-- start of Text excerpt --

A fire in 1867, due probably to the old woodstoves, damaged much of the south end of the church building. Definitive repairs and renovations were slow to come. The Vanderpoel family, who had joined the church a few years before, helped greatly to fund improvements, one of which was the window by William Morris that is behind the altar to this day. This work of art still draws students and admirers of Morris from all around the world. In 1873 parishioners subscribed to a furnace system, and the next year gas lighting was laid on to take the place of candles. The church re-opened completely on Sept 5, 1874. That same year, Miss Annie F. Springsteed proposed constructing a building for the Sunday School and subscribed a third of the estimated cost herself. Opening services for the new building were in October 1875.
By 1879, the Rev. Mr. Robertson was in declining health, and the vestry engaged a curate to help him. There was in those days no pension fund, and ministers often served until death. The Rev. Thomas Cole came as curate, but soon the vestry had a better plan. They contrived to make Mr. Robertson Rector Emeritus without much reduction in salary and with continued use of the parsonage while calling the Rev. Mr Cole as the new Rector. Mr. Robertson died in 1881.
The Rev. Mr. Cole, a son of the artist Thomas Cole (generally seen as the founder of “The Hudson River School” of art) was a graduate of St Stephen’s College (precursor to Bard) and of General Theological Seminary in New York. Ordained only in 1874, he was to be the minister at Trinity for the next 40 years, with one five-year leave of absence 1889-1894) during which the Rev. John W. Craig ably substituted. The Rev. Mr. Cole was also interested in geology and paleontology, and his personal collection of specimens is today at the Saugerties Historical Society.
By 1881, the second organ of the church was aging fast. Mr Charles Spalding, a vestryman, offered a new organ in memory of his mother. This instrument was built by Helborne L. Roosevelt. Pieces of it would be incorporated into its successor, a Hartman Beaty.
A new rectory was on the drawing board in 1883. Several years later designs enlarge the church building were put forth, but not realized until 1916.

-- end of Text excerpt --

Exercises to complete:
- 1) In the church history text, replace "organ" with "pipe organ" and write out the passage starting at "By 1881, the" and ending at "a Hartman Beaty.".
- 2) According to the church history text, on what date did the church re-open completely?
This listing comes from a separate source.

-- start of Data provided --

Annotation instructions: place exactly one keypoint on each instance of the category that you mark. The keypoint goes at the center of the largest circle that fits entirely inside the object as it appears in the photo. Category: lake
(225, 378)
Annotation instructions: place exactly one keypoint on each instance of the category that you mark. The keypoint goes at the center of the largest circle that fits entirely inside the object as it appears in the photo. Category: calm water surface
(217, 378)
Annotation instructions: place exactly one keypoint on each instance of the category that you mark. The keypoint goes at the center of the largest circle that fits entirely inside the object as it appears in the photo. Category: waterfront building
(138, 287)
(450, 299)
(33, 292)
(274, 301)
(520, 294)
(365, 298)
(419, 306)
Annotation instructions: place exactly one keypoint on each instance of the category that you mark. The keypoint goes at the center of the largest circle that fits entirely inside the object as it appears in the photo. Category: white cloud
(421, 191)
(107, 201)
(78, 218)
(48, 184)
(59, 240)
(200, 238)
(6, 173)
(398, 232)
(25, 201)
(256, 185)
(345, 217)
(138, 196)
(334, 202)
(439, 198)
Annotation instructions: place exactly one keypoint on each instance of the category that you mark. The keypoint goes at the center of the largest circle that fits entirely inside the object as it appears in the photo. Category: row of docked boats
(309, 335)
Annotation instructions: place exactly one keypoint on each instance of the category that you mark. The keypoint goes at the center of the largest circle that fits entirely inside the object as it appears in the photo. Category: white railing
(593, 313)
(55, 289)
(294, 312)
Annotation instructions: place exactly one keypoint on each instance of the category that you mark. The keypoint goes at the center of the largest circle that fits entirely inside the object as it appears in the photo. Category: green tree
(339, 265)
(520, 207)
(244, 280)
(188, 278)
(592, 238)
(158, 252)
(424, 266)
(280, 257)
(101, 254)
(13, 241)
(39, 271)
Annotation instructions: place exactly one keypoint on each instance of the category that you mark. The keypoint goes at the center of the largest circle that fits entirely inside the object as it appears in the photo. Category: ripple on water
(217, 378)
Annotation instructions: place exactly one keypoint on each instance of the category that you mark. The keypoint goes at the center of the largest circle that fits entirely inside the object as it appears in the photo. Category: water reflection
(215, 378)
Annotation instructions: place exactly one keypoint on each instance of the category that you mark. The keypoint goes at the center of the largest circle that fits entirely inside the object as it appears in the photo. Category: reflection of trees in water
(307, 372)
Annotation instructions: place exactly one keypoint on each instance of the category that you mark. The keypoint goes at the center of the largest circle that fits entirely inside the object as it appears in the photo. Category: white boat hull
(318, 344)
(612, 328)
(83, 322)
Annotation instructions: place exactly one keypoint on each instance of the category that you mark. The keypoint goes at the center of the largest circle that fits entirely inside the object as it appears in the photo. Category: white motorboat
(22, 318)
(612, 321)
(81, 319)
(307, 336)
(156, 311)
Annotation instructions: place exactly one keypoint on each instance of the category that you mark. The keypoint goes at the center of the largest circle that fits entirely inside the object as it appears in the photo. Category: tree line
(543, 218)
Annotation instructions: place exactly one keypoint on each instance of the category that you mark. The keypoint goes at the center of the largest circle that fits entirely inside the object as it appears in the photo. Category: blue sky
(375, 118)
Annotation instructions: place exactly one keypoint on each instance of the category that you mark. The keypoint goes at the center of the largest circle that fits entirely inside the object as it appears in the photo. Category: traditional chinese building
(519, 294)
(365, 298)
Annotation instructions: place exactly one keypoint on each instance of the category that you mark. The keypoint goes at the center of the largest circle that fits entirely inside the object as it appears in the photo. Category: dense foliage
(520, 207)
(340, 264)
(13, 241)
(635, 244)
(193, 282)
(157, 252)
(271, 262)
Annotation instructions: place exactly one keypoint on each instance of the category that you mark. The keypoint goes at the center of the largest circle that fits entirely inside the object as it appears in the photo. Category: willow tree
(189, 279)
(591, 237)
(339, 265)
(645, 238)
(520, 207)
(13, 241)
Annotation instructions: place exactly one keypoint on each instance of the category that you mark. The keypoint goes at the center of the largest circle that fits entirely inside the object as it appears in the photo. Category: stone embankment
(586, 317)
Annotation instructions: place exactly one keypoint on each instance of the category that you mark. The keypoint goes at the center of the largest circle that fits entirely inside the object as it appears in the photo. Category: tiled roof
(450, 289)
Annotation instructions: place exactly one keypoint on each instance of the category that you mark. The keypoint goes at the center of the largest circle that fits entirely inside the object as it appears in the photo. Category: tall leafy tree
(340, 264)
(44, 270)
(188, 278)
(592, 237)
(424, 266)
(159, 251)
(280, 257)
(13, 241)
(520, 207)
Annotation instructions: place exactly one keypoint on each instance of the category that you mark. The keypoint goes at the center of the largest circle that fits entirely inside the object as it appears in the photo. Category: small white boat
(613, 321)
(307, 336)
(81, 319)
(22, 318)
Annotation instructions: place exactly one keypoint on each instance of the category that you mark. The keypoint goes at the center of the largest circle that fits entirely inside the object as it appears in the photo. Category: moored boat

-- end of Data provided --

Problem solutions:
- 1)
By 1881, the second pipe organ of the church was aging fast. Mr Charles Spalding, a vestryman, offered a new pipe organ in memory of his mother. This instrument was built by Helborne L. Roosevelt. Pieces of it would be incorporated into its successor, a Hartman Beaty.

- 2) September 5, 1874